Sermaise, paisible bourgade de 1600 habitants proche de Saint-Chéron, en a-t-il fini avec sa réputation de « village le plus pollué de France »? Pas si sûr. Vingt ans après la révélation de la pollution industrielle la plus terrible de l’histoire de l’Essonne, 2000 fûts toxiques, contenant des produits cancérigènes (chlorure de vinyle, benzène, phtalates), dorment toujours dans ses sous-sols.
Début février, le préfet a signé un arrêté ordonnant de nouvelles campagnes de surveillance des eaux souterraines et de l’air. Des études doivent être menées cet été. Les conclusions du rapport seront dévoilées cet automne à la population.
De quoi soulager les associations locales, qui vivent depuis quarante ans dans l’angoisse d’une catastrophe écologique. Car ces conteneurs, dont l’étanchéité est remise en cause, pourraient être à l’origine d’une pollution des nappes phréatiques. « Nous nous sentions un peu délaissés. Aucune information ne nous a été donnée depuis la réunion publique de 2008 », souligne Jean-Paul Gabireau, président de Sermaise Environnement, qui dénonce la « chape de plomb (qui) pèse sur ce dossier tabou ».
Installés le long de l’Orge
Installée le long de l’Orge, l’usine Gerber retraitait depuis 1952 des produits solvants. Les premiers scandales éclatent dans les années 1970. Des enquêtes révèlent que des substances nocives y sont déversées illégalement. La société doit alors retirer les milliers de fûts toxiques qu’elle y stocke. Mais l’évacuation se transforme en enfouissement. Vingt ans plus tard, un arrêté préfectoral stipule que ces derniers doivent être déterrés. Dès 1992, 3700 tonneaux sont excavés et plus de 15000 t de terres nettoyées.

◆ **CONSIGNE ÉCRITE A**
D'après l'extrait, combien de fûts toxiques se trouvent encore dans les sous-sols de Sermaise ?
Cette liste n'a aucun rapport avec l'extrait.

◆ **LISTE À TRAITER**

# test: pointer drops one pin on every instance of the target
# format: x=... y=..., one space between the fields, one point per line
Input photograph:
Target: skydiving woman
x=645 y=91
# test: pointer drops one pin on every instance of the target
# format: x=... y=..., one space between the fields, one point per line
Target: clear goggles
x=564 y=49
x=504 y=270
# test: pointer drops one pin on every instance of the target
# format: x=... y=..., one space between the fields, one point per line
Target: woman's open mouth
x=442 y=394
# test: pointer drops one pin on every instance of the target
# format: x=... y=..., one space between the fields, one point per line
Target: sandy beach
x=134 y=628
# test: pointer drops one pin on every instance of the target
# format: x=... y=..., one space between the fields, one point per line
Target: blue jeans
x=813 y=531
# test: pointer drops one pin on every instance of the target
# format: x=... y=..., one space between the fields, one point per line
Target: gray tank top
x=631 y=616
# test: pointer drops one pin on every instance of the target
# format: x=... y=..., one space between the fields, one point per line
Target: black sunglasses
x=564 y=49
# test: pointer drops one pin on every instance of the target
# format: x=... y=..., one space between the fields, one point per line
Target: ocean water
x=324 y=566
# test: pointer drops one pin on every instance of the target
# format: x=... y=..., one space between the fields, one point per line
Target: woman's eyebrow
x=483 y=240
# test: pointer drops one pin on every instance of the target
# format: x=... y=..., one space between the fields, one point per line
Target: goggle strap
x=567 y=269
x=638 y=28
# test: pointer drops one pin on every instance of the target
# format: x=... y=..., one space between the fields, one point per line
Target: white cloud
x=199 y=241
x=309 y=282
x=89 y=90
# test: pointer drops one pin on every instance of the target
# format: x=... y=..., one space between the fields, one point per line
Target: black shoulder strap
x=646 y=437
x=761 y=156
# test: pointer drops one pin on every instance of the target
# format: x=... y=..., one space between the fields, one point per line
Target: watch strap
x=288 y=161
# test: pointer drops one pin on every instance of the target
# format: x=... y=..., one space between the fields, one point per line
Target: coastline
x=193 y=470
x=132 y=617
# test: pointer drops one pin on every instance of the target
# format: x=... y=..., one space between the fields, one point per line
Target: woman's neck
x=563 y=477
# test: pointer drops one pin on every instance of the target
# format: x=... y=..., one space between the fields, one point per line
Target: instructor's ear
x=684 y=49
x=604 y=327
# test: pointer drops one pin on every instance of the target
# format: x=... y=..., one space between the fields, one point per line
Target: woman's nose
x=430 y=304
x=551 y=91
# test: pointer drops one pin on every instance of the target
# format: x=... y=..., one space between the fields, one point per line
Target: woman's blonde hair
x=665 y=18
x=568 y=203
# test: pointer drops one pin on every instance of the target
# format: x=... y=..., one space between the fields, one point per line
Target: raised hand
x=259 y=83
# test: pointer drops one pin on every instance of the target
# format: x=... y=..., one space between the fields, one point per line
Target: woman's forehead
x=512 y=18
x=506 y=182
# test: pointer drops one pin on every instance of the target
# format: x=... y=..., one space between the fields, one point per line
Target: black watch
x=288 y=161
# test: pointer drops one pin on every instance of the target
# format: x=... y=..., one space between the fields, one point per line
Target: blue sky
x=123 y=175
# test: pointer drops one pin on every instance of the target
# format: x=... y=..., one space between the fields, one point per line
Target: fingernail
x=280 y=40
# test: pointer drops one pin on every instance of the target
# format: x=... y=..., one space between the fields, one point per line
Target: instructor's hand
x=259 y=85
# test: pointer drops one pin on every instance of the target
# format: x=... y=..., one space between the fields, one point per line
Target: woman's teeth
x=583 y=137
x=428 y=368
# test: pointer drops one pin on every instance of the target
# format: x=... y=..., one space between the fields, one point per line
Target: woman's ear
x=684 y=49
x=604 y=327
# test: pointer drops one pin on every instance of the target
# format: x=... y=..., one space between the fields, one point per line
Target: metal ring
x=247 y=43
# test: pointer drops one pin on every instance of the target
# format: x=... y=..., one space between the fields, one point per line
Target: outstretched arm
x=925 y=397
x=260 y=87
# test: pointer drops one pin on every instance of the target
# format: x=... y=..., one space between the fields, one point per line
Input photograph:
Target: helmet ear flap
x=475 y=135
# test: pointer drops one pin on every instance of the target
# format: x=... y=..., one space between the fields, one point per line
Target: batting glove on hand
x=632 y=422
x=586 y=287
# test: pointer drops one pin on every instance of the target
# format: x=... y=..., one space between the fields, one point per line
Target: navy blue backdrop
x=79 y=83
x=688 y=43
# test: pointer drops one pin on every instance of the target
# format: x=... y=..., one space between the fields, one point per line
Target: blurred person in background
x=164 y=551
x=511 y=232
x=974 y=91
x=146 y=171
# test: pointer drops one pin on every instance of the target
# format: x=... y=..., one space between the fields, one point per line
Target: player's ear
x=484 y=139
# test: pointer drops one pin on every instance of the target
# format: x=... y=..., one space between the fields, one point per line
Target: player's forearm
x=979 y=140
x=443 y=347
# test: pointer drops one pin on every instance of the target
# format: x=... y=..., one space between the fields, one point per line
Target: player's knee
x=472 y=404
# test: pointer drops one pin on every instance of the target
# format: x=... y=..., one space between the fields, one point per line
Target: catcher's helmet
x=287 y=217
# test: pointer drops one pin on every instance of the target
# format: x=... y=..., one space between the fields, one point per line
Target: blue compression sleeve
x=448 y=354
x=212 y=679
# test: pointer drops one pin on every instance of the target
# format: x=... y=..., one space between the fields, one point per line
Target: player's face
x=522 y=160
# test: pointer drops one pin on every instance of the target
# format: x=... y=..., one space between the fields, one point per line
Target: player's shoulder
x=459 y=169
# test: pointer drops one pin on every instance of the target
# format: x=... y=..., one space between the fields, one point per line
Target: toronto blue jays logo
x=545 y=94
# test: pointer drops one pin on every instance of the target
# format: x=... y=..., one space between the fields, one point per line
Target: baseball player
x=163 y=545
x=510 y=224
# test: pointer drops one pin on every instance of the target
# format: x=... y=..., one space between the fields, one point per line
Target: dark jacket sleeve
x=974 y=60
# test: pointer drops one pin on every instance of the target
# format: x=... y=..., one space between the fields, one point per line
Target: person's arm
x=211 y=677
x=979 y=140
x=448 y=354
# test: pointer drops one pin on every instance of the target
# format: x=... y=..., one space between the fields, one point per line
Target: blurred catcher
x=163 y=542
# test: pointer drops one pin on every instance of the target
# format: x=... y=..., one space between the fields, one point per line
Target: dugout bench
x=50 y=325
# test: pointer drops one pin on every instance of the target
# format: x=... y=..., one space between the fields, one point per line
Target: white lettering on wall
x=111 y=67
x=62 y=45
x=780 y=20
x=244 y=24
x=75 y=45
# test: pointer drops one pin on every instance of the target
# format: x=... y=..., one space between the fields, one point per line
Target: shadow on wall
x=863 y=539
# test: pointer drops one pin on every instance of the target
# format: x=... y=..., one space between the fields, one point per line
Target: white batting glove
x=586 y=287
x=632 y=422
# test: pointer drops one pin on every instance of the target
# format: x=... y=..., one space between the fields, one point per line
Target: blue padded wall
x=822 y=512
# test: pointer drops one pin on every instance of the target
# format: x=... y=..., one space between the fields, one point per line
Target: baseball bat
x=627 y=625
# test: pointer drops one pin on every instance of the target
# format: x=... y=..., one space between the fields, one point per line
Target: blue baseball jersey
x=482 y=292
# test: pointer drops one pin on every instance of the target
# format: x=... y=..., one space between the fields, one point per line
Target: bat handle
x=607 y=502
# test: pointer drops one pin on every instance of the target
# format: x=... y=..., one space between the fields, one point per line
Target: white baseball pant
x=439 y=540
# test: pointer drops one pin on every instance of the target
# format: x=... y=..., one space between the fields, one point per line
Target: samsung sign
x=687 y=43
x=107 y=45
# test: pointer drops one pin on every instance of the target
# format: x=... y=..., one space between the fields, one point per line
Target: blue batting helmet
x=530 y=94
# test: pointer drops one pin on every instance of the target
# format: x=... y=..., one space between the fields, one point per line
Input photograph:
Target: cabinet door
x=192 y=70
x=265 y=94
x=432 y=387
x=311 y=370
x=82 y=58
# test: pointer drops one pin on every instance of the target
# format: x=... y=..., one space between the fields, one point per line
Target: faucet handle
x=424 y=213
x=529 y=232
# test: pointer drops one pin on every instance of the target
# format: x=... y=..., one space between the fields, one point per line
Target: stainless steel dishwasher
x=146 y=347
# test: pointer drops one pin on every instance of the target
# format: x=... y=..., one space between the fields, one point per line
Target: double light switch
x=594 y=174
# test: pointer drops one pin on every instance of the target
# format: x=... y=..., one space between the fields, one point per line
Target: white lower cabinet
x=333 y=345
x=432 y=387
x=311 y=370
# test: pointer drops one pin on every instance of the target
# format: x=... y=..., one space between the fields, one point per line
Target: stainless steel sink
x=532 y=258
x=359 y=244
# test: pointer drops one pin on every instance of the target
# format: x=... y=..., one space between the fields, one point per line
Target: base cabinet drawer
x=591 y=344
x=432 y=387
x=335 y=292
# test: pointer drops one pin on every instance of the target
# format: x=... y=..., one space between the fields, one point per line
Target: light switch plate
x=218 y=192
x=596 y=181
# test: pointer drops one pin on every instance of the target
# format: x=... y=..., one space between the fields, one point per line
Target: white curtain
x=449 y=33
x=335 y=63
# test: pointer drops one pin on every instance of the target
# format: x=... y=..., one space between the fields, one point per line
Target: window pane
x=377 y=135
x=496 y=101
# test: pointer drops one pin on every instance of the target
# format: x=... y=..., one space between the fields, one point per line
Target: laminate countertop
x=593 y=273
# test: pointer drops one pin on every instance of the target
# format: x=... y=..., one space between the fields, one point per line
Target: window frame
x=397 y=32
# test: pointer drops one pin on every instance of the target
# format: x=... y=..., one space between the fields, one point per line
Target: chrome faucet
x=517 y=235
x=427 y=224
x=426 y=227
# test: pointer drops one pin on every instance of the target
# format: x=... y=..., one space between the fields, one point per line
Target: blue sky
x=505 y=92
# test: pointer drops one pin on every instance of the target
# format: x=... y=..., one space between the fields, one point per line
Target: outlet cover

◆ **CONSIGNE ÉCRITE B**
Indiquez combien de lignes de la liste contiennent la chaîne « glove ». Donnez seulement ce nombre.

◆ **BONNE RÉPONSE A**
2000 fûts toxiques.

◆ **BONNE RÉPONSE B**
2